## BEGIN Source document

- IATA: none; ICAO: none;

Summary
- Airport type: Public
- Owner: Government of Odisha
- Operator: Airports Authority of India
- Serves: Malkangiri
- Location: Nilimari, Malkangiri, Odisha, India
- Opened: 9 January 2024; 2 years ago
- Elevation AMSL: 685 ft (209 m)
- Coordinates: 18°19′25″N 081°55′26″E﻿ / ﻿18.32361°N 81.92389°E

Map
- Malkangiri Airport Location in Odisha Malkangiri Airport Malkangiri Airport (India)

Runways
| Direction | Length |  | Surface |
| ft | m |
| 16/34 | 5,314 | 1,620 | Asphalt |

= Malkangiri Airport =

Airport in Odisha, India

Malkangiri Airport is a domestic airport serving the city of Malkangiri in the state of Odisha, India. It is owned by the Government of Odisha, and is operated by the Airports Authority of India (AAI). It is located at Nilimari, 8 km south-east from the city centre. The airport has been developed as a regional airport under the government's UDAN Scheme.

==History==
To facilitate development, connectivity, socio-economic growth and tourism in Odisha, especially in the Malkangiri district, which is considered to be one of the most backward regions of India and that lies in the Red corridor, in 2021, the Government of Odisha and the Ministry of Civil Aviation planned to construct an airport for Malkangiri, under the government's UDAN Scheme, to encourage building more airports across the country and encourage people to travel by air for faster connectivity. Then, land acquisition of 94.5 ha at a cost of ₹29 crore began in the latter half of the same year. The land included 74 acres of the government, 126 acres of private property and 33 acres of forest area. Around 55 families who needed to be shifted were included under the state rural housing scheme. So, houses were constructed for them, where all of them were rehabilitated and given compensation on time. In March 2022, the land acquisition was completed, and the Government of Odisha stated the airport would be completed by 2024, after two years of construction. The tenders for construction were invited by the state cabinet in September 2022, which was won by a Jeypore-based firm, Tarartarini Construction Pvt. Ltd. On 13 October 2022, the foundation stone was laid for the project by the then District Magistrate, Maheshwar Nayak, along with district revenue officials. Construction began on the same day, and was expected to be completed by December 2023, with flights beginning from January 2024. In December 2023, most of the construction work was completed, with the finishing works and testings of systems as the only remaining tasks that were underway. On 7 January 2024, the first trial run was successfully conducted at the airport. The airport was completed and inaugurated by Chief Minister Naveen Patnaik on 9 January 2024. After opening, the airport will be initially connected to Bhubaneswar using a 9-seater Cessna 208B Grand Caravan EX type aircraft, and at a later date to Visakhapatnam.

## END Source document
## BEGIN Material provided

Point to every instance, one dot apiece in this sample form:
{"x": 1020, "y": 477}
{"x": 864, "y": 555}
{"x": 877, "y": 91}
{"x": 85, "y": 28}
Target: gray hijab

## END Material provided
## BEGIN Material provided

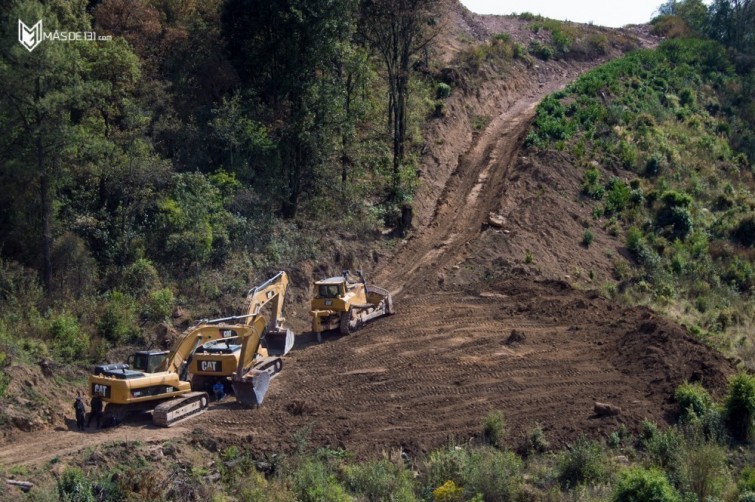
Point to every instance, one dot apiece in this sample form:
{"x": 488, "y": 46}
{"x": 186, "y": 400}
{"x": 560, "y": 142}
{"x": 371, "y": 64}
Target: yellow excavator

## END Material provided

■ **Directives**:
a – Using the Malkangiri Airport article, decide whether each statement agrees with it. Answer yes or no, and quote the words that settle it.
(i) The Airports Authority of India runs the airport.
(ii) Chief Minister Naveen Patnaik laid the foundation stone.
(iii) About 55 families had to move to make way for the airport.
b – According to the Malkangiri Airport article, which firm won the construction tender?
c – Carry on the Malkangiri Airport article from the point where it stops.

■ **Answers**:
a –
(i) Yes: "operated by the Airports Authority of India (AAI)"
(ii) No: "the foundation stone was laid for the project by the then District Magistrate, Maheshwar Nayak"
(iii) Yes: "Around 55 families who needed to be shifted were included under the state rural housing scheme"

b – Tarartarini Construction Pvt. Ltd., a firm based in Jeypore.

c –
==Structure==
The airport has been built at a cost of ₹70 crore, and covers an area of around 94.5 ha of land. It has a terminal building, a parking space for vehicles in its premises, an access road linking to the city, an apron for parking of aircraft, a 1620 m-long and 30 m-wide runway suitable for handling ATR-72 type aircraft, an Air Traffic Control (ATC) tower-cum-technical block and a fire station. The airport could be further expanded in the future from a Category 2B airport at present with the available land, to cater more passengers and handle larger aircraft, like the Airbus A320 and Boeing 737. A detailed project report (DPR) for the expansion was prepared and submitted to the government for approval in July 2026.

==Facilities==
The airport, at its initial phase of development, does not have advanced facilities for passenger and aircraft operations like conventional airports. To compensate, it has the 'landing T' on both sides of the runway, which is a tool that provides information to an aircraft from the ground, indicating the direction in which it should land, and a windsock to give the pilot a quick reference of wind direction and speed. There are all basic facilities for serving passengers in the terminal, similar to regional airports. The airport will develop further in the coming years once it expands from its first phase.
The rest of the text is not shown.